_Do this_.
Count how many lines in the entries below contain the word "door", and reply with only that number.

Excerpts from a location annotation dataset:
------------------------------------
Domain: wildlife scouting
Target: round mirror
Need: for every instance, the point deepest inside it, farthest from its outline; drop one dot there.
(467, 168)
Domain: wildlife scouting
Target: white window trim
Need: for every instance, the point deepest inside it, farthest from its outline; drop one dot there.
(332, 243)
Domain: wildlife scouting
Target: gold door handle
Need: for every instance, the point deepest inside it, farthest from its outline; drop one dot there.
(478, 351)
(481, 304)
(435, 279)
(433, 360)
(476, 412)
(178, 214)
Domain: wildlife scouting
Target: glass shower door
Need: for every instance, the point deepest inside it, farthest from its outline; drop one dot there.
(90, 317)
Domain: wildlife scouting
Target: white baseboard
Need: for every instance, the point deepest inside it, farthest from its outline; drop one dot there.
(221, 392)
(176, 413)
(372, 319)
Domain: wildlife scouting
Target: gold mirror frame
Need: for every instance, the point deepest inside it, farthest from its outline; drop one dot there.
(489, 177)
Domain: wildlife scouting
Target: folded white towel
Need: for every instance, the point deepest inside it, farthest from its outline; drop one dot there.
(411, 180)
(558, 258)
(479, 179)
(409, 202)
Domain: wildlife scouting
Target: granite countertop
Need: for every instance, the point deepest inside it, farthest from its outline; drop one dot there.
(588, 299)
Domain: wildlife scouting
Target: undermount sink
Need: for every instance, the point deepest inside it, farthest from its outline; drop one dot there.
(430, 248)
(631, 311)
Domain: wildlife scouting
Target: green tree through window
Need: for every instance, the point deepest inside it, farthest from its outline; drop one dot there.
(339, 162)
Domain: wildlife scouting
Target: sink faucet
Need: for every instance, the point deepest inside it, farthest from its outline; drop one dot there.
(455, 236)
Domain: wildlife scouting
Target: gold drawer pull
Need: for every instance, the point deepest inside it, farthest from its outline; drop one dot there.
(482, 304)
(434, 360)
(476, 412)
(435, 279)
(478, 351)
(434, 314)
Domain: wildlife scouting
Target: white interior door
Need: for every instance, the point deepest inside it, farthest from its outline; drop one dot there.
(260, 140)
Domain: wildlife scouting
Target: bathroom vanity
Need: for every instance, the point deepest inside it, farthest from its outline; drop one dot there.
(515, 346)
------------------------------------
_Response below_.
3